◆ To do: Scan the entries for lines with "orange" and say how many there are, with nothing more.

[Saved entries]
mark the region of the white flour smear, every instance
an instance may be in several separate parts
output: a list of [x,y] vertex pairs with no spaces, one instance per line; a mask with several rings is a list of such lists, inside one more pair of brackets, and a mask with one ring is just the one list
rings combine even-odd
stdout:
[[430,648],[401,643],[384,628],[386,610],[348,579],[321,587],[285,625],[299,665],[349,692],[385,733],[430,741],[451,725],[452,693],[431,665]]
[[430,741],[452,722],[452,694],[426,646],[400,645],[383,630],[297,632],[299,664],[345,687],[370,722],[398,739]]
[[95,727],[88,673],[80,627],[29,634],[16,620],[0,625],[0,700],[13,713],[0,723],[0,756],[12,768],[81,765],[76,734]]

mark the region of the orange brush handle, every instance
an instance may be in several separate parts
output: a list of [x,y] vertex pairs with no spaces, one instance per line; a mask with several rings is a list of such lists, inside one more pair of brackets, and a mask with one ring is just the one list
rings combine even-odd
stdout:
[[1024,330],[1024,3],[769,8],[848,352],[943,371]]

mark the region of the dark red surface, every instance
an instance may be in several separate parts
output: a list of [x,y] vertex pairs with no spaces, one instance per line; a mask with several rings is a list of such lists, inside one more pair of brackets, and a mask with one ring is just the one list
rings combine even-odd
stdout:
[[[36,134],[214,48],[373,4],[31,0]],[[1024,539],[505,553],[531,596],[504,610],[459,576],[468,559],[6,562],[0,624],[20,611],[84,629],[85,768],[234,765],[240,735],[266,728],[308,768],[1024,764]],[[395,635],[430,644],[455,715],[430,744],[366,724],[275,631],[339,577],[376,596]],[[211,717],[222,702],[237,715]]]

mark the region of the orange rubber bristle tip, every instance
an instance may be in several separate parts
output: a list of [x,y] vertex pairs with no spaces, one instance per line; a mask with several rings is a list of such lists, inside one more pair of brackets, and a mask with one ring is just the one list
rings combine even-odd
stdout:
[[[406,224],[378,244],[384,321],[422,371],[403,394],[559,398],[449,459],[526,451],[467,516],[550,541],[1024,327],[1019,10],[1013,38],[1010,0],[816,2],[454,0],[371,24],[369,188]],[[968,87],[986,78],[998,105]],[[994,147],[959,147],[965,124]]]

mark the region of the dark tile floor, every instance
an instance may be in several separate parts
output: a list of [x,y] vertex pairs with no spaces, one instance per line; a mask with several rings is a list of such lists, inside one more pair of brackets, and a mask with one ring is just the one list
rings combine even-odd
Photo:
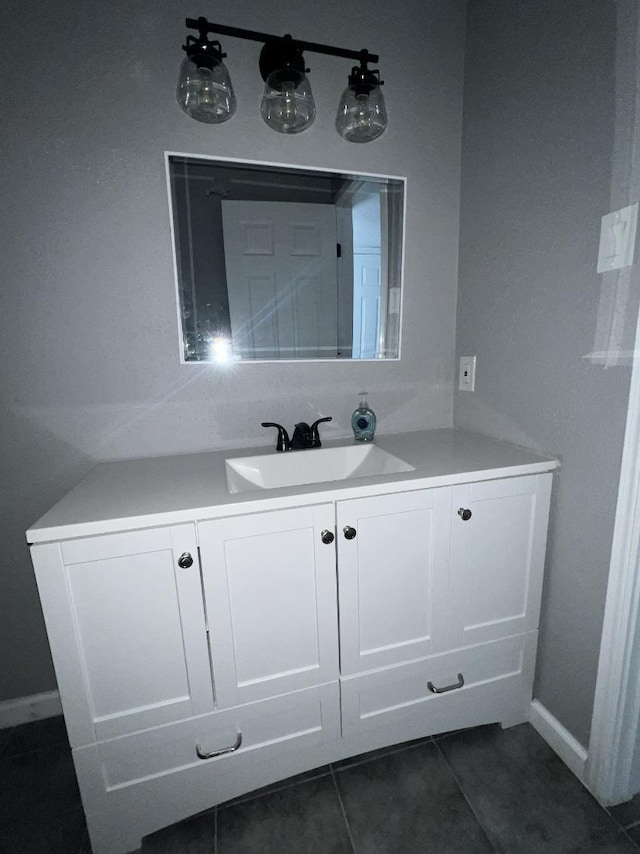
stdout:
[[80,854],[86,833],[62,718],[0,730],[0,853]]
[[[527,724],[374,751],[158,831],[142,854],[640,851],[640,796],[602,809]],[[0,854],[90,854],[61,718],[0,730]]]

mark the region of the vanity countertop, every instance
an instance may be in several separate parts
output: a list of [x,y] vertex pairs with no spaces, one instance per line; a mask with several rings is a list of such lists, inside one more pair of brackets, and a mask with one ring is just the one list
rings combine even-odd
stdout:
[[[225,460],[275,454],[273,446],[99,463],[31,526],[27,540],[41,543],[385,492],[539,474],[559,465],[553,457],[455,429],[379,435],[375,441],[415,470],[231,495],[227,491]],[[353,440],[334,440],[325,442],[324,447],[350,444]],[[312,454],[313,450],[287,453]]]

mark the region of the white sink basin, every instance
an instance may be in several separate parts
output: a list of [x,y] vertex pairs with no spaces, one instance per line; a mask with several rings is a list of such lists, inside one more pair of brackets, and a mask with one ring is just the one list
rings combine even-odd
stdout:
[[225,463],[229,492],[277,489],[415,470],[415,466],[377,445],[274,452],[256,457],[236,457],[225,460]]

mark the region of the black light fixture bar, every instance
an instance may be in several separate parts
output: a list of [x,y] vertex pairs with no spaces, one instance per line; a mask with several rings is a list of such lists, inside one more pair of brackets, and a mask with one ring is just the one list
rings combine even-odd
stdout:
[[[259,33],[255,30],[244,30],[241,27],[227,27],[224,24],[211,24],[206,18],[187,18],[186,26],[190,30],[199,30],[200,35],[204,36],[207,33],[217,33],[222,36],[232,36],[237,39],[248,39],[254,42],[279,42],[283,40],[283,36],[274,36],[270,33]],[[324,53],[327,56],[341,56],[344,59],[356,59],[358,62],[379,61],[376,53],[369,53],[368,50],[345,50],[341,47],[333,47],[328,44],[319,44],[318,42],[305,42],[299,39],[292,39],[297,48],[302,51],[308,50],[311,53]]]

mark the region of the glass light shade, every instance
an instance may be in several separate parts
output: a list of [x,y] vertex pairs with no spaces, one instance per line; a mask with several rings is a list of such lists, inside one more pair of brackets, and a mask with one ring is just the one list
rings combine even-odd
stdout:
[[386,126],[387,111],[380,86],[360,93],[347,86],[336,115],[336,130],[340,136],[349,142],[371,142]]
[[185,57],[180,66],[176,97],[184,112],[198,122],[220,124],[236,111],[236,96],[227,67],[208,59],[211,68]]
[[274,71],[267,77],[260,113],[278,133],[300,133],[313,124],[316,105],[307,75],[293,75],[295,80],[288,76],[283,79],[281,71]]

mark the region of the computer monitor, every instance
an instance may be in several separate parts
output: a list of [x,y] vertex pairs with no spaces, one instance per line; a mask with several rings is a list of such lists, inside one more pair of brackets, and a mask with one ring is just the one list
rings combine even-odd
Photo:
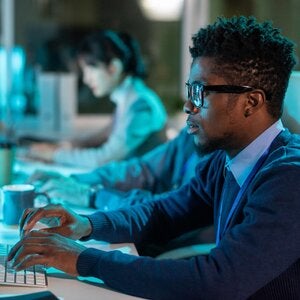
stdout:
[[24,70],[26,55],[22,47],[13,47],[8,52],[0,47],[0,120],[4,121],[7,106],[15,113],[22,113],[25,109]]

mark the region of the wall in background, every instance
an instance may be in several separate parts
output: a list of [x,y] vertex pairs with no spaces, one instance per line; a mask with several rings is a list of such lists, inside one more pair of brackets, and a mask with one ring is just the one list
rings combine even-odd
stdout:
[[[170,114],[182,109],[181,25],[182,21],[150,21],[143,15],[139,0],[15,0],[16,43],[26,50],[28,111],[34,112],[34,71],[72,70],[72,47],[96,28],[125,30],[141,43],[149,67],[148,83],[162,97]],[[186,0],[193,1],[193,0]],[[300,1],[298,0],[209,0],[209,20],[219,15],[255,15],[271,19],[284,34],[300,44]],[[188,45],[187,45],[188,47]],[[299,47],[297,48],[298,56]],[[300,69],[300,66],[297,66]],[[107,99],[95,101],[87,89],[80,94],[83,113],[113,109]],[[32,100],[33,99],[33,100]]]
[[[170,114],[181,109],[181,20],[150,21],[136,0],[15,1],[16,43],[25,47],[28,67],[45,71],[74,70],[76,66],[70,57],[83,35],[100,28],[127,31],[141,44],[149,69],[148,84],[161,96]],[[33,77],[32,72],[28,77]],[[29,111],[34,111],[35,103],[31,102]],[[81,112],[109,112],[112,108],[108,99],[95,101],[90,91],[81,86]]]

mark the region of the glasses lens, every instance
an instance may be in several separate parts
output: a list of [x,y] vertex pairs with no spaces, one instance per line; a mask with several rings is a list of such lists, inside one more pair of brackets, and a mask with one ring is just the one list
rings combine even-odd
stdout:
[[192,84],[191,101],[198,108],[202,106],[202,85]]
[[200,108],[202,106],[203,85],[198,83],[186,83],[185,92],[187,99],[189,99],[195,107]]

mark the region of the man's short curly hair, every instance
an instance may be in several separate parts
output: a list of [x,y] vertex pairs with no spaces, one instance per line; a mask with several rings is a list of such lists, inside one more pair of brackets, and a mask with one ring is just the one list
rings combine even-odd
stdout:
[[255,17],[220,17],[192,37],[192,58],[211,57],[228,84],[250,85],[266,92],[269,113],[279,118],[291,71],[294,44],[270,22]]

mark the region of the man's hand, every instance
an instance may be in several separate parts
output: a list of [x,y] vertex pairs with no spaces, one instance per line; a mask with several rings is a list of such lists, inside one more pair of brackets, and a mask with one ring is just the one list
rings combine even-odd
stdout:
[[90,204],[90,186],[76,179],[56,172],[36,171],[28,183],[37,187],[39,192],[46,193],[51,203],[70,204],[88,207]]
[[17,271],[41,264],[77,276],[77,259],[85,249],[59,234],[31,231],[11,249],[8,260]]
[[71,177],[50,179],[39,187],[39,192],[46,193],[52,203],[89,207],[90,186]]
[[28,208],[23,212],[20,220],[21,237],[29,234],[37,222],[50,226],[39,231],[57,233],[73,240],[88,236],[92,232],[88,218],[62,205],[50,204],[41,208]]
[[28,179],[27,183],[33,184],[37,188],[44,185],[50,179],[60,179],[65,178],[58,172],[36,170]]

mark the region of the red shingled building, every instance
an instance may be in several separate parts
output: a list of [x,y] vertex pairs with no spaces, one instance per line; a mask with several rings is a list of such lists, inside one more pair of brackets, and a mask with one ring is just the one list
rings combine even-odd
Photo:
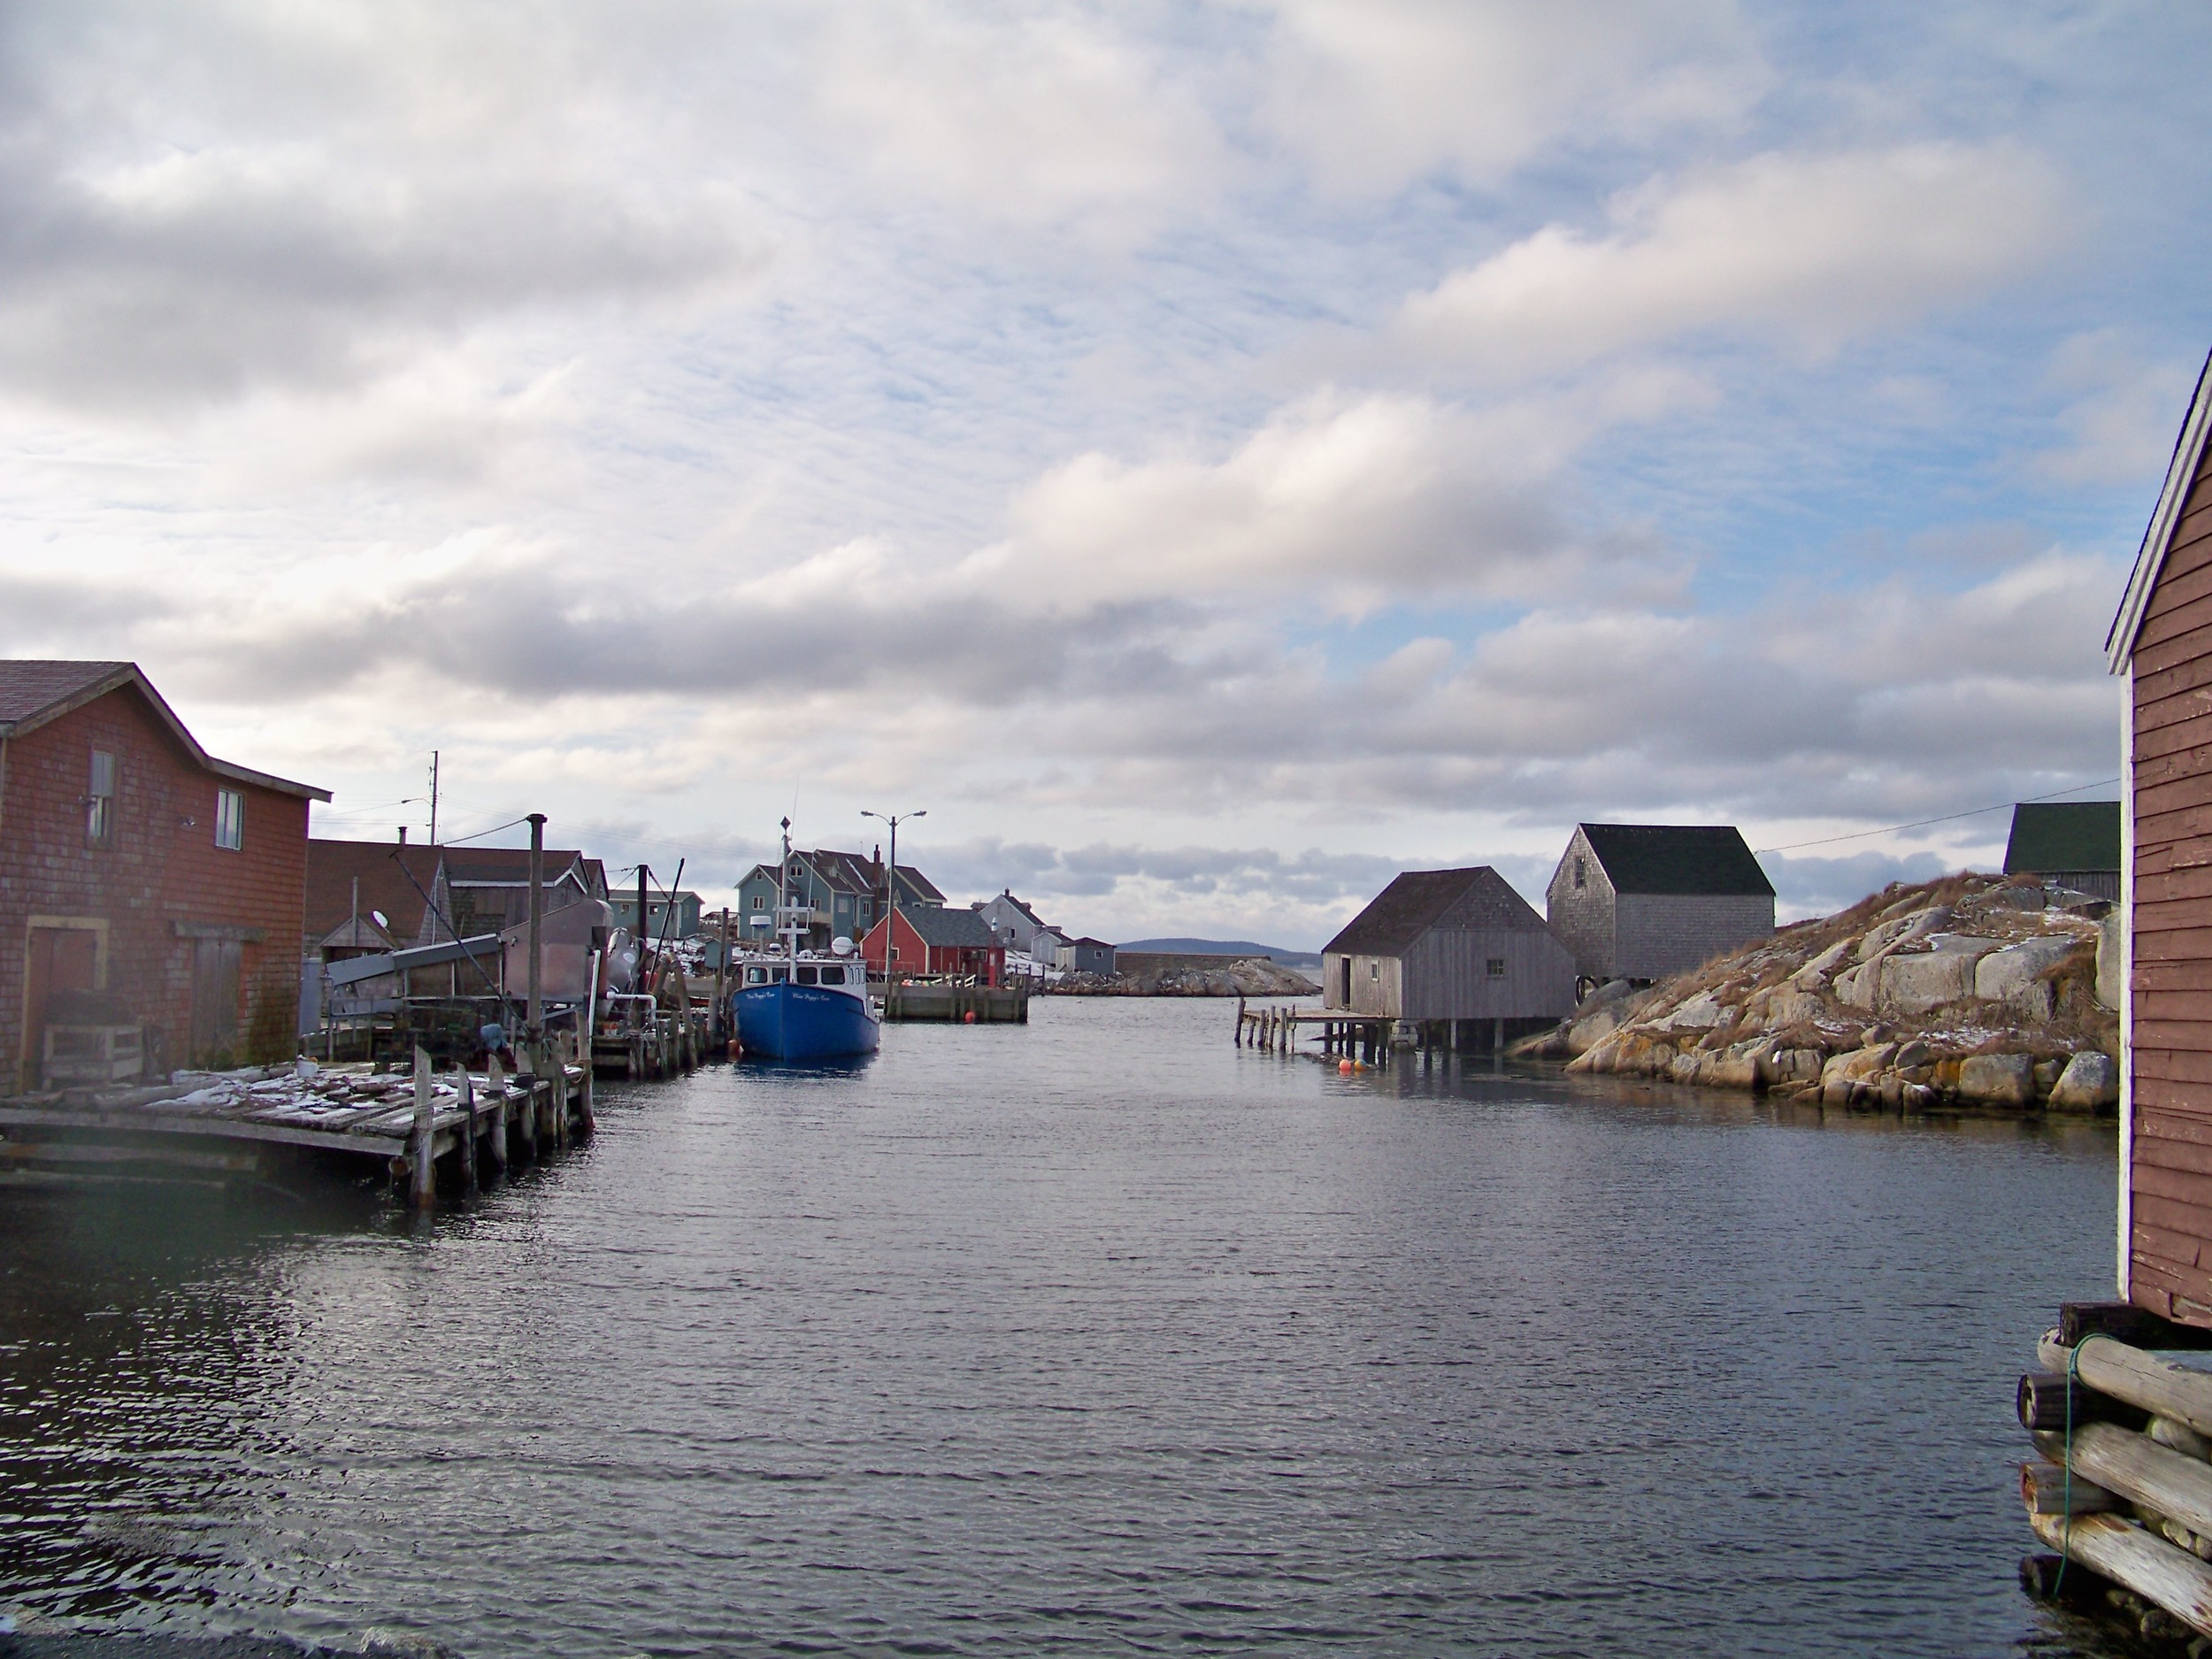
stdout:
[[307,811],[213,758],[133,663],[0,661],[0,1092],[48,1028],[135,1028],[144,1070],[293,1052]]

◆ Solution to the exercise: 2